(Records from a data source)
══════════════════════════════

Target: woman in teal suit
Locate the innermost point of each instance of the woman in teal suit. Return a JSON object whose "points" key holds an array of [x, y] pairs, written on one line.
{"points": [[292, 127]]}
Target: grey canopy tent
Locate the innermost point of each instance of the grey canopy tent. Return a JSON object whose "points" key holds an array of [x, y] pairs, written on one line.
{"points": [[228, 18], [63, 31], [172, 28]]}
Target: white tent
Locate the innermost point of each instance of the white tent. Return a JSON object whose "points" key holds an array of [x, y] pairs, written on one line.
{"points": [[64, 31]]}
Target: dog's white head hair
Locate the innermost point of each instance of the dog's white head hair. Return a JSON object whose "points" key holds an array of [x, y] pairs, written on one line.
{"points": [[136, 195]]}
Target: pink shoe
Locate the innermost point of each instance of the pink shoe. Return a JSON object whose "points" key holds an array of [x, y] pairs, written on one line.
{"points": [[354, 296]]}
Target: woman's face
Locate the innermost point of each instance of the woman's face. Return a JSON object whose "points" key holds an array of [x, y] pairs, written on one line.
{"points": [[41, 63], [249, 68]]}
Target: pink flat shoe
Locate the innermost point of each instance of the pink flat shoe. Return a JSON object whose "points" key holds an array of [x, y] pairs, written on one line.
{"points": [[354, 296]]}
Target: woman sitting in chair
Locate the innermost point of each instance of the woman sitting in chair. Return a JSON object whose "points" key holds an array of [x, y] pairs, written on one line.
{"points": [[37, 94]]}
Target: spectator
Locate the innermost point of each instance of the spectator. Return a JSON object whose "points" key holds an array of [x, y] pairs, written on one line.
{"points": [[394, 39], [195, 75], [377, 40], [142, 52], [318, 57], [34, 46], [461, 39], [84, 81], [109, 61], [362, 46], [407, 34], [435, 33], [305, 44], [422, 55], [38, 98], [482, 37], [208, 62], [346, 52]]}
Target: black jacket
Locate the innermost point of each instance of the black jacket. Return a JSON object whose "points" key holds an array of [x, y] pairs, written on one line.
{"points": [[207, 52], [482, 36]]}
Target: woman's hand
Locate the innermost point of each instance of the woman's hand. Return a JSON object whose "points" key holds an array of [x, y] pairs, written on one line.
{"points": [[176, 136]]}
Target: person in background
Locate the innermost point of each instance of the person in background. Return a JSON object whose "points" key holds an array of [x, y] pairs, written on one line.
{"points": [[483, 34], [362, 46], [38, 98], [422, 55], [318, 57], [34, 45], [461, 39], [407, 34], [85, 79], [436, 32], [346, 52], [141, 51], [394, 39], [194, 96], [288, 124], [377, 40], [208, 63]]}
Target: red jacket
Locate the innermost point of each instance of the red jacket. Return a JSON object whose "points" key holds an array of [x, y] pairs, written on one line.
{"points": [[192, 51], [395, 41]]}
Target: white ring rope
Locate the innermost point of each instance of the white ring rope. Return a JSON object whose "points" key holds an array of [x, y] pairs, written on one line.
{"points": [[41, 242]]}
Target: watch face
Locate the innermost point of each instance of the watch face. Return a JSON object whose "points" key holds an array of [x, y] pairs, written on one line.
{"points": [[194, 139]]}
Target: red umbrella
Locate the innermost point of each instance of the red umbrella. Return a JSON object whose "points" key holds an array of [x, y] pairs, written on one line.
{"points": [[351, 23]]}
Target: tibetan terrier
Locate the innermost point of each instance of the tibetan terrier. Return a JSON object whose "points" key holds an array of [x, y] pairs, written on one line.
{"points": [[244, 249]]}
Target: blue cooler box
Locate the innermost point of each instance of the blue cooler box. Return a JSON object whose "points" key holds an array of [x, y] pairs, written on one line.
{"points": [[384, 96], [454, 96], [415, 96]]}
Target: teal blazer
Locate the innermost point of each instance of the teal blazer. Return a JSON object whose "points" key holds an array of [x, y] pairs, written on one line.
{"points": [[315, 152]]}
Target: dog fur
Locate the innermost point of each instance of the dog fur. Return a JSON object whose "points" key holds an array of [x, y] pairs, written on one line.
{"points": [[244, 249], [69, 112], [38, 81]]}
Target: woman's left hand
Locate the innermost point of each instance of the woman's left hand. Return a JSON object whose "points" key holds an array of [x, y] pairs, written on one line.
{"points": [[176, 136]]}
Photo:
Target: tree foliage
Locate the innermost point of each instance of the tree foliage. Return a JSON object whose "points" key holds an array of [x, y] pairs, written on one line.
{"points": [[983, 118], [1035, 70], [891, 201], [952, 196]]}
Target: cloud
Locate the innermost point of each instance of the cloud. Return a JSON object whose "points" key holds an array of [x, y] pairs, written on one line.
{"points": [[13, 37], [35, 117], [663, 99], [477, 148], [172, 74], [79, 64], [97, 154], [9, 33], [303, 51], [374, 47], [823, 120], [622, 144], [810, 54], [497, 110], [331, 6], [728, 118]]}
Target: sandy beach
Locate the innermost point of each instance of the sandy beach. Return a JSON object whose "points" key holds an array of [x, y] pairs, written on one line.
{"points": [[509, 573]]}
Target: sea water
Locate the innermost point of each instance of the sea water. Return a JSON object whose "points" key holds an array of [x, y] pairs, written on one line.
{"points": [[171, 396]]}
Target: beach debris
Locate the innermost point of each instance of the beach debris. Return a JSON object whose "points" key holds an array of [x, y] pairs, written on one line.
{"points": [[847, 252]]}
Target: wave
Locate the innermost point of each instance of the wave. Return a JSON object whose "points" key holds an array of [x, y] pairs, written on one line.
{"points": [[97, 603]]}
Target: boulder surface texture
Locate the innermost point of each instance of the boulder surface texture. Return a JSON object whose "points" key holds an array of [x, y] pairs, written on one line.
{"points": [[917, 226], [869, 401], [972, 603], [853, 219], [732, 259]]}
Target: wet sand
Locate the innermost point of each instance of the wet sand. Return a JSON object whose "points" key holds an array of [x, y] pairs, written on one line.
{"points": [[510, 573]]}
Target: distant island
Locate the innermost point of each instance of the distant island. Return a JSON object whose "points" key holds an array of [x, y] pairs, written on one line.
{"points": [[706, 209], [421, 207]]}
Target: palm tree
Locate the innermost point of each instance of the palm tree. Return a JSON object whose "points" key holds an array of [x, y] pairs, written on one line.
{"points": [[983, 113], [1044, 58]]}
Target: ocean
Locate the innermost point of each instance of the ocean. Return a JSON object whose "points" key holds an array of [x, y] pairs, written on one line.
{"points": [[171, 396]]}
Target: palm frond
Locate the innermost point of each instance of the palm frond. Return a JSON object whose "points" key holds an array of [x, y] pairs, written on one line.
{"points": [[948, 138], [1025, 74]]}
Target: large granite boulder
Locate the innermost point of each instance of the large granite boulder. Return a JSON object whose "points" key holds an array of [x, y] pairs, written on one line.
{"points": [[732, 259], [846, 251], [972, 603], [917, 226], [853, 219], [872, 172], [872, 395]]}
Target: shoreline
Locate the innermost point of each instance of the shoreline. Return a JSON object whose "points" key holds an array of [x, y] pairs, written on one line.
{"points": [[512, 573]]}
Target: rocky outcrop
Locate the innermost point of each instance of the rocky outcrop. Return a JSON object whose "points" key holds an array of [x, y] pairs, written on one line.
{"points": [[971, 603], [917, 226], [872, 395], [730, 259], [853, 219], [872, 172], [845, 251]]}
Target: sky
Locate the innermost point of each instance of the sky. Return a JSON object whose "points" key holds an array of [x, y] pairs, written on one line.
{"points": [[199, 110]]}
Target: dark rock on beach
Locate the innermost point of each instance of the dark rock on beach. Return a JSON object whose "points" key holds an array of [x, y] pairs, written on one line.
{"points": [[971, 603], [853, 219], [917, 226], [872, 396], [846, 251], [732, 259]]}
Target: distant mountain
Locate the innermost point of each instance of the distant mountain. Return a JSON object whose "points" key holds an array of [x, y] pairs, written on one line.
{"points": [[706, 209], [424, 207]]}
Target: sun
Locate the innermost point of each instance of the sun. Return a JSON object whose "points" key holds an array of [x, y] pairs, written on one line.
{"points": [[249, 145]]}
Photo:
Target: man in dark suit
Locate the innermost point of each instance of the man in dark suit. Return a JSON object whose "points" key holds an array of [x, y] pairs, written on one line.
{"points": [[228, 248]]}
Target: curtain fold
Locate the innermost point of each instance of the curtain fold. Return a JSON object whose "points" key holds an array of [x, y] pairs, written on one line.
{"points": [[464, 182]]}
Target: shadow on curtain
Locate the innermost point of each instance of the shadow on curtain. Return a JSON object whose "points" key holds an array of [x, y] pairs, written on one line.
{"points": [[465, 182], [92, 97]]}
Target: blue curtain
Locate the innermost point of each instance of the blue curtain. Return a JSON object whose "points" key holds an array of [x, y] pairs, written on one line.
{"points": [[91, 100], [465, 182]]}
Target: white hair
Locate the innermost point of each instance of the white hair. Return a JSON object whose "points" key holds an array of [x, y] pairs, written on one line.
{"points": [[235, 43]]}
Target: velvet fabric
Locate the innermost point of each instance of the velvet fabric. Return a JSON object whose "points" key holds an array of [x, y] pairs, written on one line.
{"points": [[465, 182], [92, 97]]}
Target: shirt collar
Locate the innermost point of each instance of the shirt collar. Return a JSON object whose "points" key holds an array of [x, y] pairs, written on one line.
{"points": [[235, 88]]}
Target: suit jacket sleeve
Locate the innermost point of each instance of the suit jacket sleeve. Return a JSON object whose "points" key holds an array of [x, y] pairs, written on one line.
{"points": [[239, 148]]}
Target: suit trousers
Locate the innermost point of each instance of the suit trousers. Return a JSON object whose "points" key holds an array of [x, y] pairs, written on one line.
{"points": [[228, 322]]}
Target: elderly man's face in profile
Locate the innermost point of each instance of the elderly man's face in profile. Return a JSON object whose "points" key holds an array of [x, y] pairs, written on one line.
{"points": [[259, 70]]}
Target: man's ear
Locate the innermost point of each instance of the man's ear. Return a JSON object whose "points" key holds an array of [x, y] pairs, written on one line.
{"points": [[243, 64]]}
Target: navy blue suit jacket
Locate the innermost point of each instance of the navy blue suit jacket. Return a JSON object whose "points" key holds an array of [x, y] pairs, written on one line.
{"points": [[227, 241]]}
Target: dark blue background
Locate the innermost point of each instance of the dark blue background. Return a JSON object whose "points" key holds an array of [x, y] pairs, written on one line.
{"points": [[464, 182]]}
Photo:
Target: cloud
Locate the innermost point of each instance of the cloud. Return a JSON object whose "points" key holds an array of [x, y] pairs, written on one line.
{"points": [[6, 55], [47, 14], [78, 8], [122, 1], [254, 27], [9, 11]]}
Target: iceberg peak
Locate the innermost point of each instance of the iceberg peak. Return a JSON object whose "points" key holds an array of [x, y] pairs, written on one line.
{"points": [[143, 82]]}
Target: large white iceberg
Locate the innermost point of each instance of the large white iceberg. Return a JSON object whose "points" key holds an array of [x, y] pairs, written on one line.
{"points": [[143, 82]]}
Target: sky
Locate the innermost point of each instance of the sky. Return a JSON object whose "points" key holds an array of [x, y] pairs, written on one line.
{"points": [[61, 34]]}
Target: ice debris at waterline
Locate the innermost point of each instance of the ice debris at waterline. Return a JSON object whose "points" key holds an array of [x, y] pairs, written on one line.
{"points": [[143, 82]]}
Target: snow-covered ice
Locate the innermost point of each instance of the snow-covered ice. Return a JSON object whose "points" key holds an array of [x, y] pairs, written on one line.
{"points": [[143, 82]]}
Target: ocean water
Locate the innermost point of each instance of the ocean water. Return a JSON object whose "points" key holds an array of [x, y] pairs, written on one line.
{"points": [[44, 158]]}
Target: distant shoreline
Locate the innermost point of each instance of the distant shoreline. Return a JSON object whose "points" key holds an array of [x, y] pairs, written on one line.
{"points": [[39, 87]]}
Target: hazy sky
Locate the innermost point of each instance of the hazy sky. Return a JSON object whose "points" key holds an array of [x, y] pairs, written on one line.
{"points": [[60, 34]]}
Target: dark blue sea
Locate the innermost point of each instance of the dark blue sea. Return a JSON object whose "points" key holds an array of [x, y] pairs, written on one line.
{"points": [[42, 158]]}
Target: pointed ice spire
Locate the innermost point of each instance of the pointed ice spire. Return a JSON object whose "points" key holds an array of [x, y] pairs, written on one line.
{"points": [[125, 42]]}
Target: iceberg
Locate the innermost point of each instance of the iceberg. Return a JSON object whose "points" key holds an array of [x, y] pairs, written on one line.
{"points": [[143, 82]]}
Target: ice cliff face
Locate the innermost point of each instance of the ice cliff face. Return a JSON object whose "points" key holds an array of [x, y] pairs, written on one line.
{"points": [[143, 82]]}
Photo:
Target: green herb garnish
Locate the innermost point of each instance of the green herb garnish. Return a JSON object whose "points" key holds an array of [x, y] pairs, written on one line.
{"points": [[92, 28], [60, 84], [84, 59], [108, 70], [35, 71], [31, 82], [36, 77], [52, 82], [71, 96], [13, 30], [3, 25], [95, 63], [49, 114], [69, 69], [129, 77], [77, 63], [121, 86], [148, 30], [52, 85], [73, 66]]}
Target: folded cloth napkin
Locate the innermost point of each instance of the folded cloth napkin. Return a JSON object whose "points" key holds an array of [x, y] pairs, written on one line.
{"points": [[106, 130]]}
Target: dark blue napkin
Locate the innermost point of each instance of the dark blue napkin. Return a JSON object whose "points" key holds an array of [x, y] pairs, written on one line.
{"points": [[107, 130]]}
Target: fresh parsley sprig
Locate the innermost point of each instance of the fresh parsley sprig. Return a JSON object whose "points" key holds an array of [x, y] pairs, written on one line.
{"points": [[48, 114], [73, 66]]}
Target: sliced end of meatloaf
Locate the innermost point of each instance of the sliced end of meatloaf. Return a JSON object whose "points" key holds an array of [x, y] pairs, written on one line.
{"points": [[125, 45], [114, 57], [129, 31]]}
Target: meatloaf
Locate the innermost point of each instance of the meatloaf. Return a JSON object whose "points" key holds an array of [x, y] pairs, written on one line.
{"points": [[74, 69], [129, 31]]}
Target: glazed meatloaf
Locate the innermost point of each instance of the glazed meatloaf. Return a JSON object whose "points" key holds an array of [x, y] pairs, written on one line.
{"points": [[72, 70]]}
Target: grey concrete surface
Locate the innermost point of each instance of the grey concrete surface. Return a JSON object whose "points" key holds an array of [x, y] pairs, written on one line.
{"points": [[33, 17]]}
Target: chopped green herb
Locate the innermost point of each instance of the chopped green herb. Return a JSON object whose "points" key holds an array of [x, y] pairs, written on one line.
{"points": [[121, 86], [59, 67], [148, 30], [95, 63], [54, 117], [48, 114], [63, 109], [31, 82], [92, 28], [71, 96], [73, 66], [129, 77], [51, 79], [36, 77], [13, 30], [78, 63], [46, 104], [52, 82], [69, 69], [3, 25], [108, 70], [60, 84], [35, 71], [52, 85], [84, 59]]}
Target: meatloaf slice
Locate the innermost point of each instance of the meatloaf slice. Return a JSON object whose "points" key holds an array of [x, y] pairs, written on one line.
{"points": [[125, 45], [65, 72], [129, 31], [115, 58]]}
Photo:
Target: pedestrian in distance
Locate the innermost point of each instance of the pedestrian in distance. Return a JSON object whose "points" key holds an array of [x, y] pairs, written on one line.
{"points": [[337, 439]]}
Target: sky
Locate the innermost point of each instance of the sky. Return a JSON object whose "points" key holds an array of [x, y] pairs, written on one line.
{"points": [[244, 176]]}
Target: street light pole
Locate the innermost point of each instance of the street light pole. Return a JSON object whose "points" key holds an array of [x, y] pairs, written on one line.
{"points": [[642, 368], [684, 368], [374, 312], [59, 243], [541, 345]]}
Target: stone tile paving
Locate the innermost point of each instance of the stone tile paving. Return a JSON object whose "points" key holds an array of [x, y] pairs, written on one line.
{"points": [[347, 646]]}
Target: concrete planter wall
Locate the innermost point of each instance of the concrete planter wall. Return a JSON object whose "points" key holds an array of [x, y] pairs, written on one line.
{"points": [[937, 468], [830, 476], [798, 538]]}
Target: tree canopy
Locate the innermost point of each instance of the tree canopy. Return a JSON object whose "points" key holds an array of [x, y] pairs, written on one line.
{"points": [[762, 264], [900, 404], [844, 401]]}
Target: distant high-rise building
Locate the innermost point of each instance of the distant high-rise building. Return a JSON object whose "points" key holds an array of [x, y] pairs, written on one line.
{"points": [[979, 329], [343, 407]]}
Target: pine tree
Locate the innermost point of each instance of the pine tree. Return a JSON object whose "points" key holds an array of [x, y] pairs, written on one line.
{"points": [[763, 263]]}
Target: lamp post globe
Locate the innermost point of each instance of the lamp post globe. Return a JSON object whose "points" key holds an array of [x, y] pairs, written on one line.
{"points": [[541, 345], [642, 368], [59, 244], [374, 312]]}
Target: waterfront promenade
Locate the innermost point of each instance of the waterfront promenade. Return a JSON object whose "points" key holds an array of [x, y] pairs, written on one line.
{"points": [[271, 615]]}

══════════════════════════════

EXERCISE -
Quote exactly and only the lines from the one holding "Target: tree canopy" through the end of the data.

WRITTEN SOLUTION -
Target: tree canopy
Locate the innermost point of each instance of the tree canopy. Return a JSON object whose "points" key holds an array of [x, y] pairs, written on one line.
{"points": [[762, 264], [900, 404], [844, 401]]}
Target: distant high-rise building
Locate the innermost point of each instance of the distant high-rise building. Return a JSON object whose "points" key holds an array of [x, y] pairs, written on one line.
{"points": [[979, 329], [343, 407]]}
Target: pine tree
Locate the innermost point of each instance of the pine tree. Return a JSON object whose "points" key holds an array of [x, y] pairs, written on one line.
{"points": [[763, 263]]}
Target: lamp post globe
Locate the innermost point of each instance of the lamp post globe. Return a JSON object whose "points" key holds an array of [x, y] pairs, written on one line.
{"points": [[541, 345], [642, 368], [59, 244], [374, 312]]}
Target: waterfront promenade
Locate the innermost point of each instance of the waterfront promenade. Return a JSON object whose "points" key holds an array of [x, y] pairs, written on one line.
{"points": [[271, 615]]}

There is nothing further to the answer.